▶ Document extract:
<<<<

Much of Oldfield’s effort during the corruption inquiry had centred on Brotherton House in Leeds, the City Police HQ and also the home of the local Regional Crime Squad in which some of the suspected officers had served. During the Christmas festivities that year, Oldfield was invited by the local RCS boss to their annual dinner. ‘He [the RCS boss] made a tactical bloomer,’ said one of those present. ‘It was a stupid thing to do because you do not invite someone who is conducting an outside inquiry of that sort to a Christmas dinner. George also made a bloomer in that he came to the dinner … when he came in we all walked out and went to another bar to have a drink. We had arranged that if he turned up, we’d leave as a protest. We left him with the boss.’
The same detective, who was seconded to the RCS, felt no personal animosity to Oldfield. Later he came to realize what Oldfield was up against when he returned to his home force and was subsequently himself asked to conduct an inquiry into a corrupt Leeds officer. ‘It concerned several thousand pounds worth of missing metal and an investigation that went bad,’ he said. ‘This officer tipped off the thieves. He didn’t take money for it, he was crafty enough to have gone on a foreign holiday with his wife and kids, paid for by the criminals.’
Oldfield was by nature a private man and remained very much an enigma. He virtually cultivated the image. Few of his colleagues got really close to him over the years. He and his wife Margaret, his longstanding friend from Cawood, had married in 1954. He was thirty, she twenty-six. Tragedy came seven years later when their six-year-old first born, Judith, developed leukaemia. The doctors told Oldfield that their little girl had just six months to live. Unable to give Margaret such heartbreaking news, he told his wife their daughter would live for another year. In the end she did survive another twelve months. It was a heart-aching period in both their lives. His wife saw Oldfield develop a nervous affliction as a result of the child’s death: a twitch in his shoulder, which never left him.
At work he showed the obsessive behaviour traits familiar in many senior detectives: long hours, a devotion to detail and the ability to sit through the night poring over reports, aided by cigarettes and whisky. But his home life provided an important kind of relief from the stresses and rigours of crime and criminals. He was devoted to his wife, who came from farming stock, and their three other children, two boys and another girl. The youngest, Christopher, was born when Oldfield was forty-one. They put the money aside to have them educated privately in Wakefield and all three offspring took up professional careers in, respectively, the law, accountancy and dentistry.
For a good many years the Oldfield family had to move with his job. They lived in a variety of police houses across the West Riding, in Dewsbury, Keighley and Wakefield. In 1968 they bought their first home, a bungalow high up at Grange Moor on the fringes of Huddersfield, 750 feet above sea level. From there it was a relatively quick journey down to the M62 or M1 motorways, which gave him easy access to most places within the force area. His journey to his office at Wakefield was straightforward: down the A642 and through Horbury into the city.

>>>>

▶ Data entries:
<<<<

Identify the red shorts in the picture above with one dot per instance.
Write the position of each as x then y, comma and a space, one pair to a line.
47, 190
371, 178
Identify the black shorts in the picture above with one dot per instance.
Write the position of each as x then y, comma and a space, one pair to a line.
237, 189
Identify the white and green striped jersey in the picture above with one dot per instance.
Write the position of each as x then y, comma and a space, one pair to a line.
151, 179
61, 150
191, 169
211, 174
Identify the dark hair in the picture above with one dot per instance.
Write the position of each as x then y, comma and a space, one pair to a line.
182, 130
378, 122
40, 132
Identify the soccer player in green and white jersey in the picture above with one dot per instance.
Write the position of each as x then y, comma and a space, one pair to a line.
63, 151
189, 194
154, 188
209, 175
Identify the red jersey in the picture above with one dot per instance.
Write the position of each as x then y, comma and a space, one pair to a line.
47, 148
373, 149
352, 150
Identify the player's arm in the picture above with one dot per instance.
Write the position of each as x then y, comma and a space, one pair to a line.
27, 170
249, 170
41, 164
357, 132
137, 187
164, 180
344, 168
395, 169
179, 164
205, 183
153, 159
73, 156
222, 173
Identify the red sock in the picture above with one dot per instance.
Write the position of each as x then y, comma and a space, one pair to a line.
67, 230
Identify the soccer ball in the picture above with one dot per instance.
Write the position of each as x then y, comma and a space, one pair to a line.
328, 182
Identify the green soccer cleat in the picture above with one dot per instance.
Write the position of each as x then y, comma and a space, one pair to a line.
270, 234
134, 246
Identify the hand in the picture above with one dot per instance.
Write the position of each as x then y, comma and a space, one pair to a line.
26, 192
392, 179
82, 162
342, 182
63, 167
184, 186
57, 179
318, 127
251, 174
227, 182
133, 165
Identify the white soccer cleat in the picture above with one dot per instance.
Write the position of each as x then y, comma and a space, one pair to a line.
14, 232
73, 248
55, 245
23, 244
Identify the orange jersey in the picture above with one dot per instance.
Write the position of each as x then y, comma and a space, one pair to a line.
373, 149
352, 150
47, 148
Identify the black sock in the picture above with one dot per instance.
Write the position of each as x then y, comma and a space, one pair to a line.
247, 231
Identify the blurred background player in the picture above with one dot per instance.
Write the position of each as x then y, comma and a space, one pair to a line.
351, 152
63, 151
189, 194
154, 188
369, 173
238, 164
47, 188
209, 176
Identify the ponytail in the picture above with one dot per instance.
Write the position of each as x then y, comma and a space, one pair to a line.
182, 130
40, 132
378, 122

>>>>

▶ Exercises to complete:
1. In the Oldfield passage, what year did the family buy their first home?
2. Check each statement against the Oldfield passage and answer yes or no, quoting the words that settle it. (a) Oldfield and Margaret married in 1954. (b) Judith lived only six months after the doctors' warning. (c) Christopher was born when Oldfield was forty-one.
3. Pick up the Oldfield passage after its final sentence and keep writing.

▶ Answers given:
1. 1968

2.
(a) Yes: "He and his wife Margaret, his longstanding friend from Cawood, had married in 1954."
(b) No: "In the end she did survive another twelve months."
(c) Yes: "The youngest, Christopher, was born when Oldfield was forty-one."

3.
At home when the children were young he played with them and shared their interests as best he could. In truth the family did not see a good deal of him, but one almost sacrosanct occasion was lunch on Sunday, when the Oldfields ate en famille. Most weeks Oldfield checked the fish in the ornamental pond in his front garden, and at weekends he would poke about in his vegetable patch where he grew some of the family’s produce. At the outbreak of the Ripper killings he had just started work on building a greenhouse behind his garage. ‘He loved getting out of suits and into his old clothes to go out into the garden,’ his wife reflected. He also amused himself with old blacksmith’s and tinsmith’s tools, getting the rust off and restoring them to their original condition so he could display them in the home.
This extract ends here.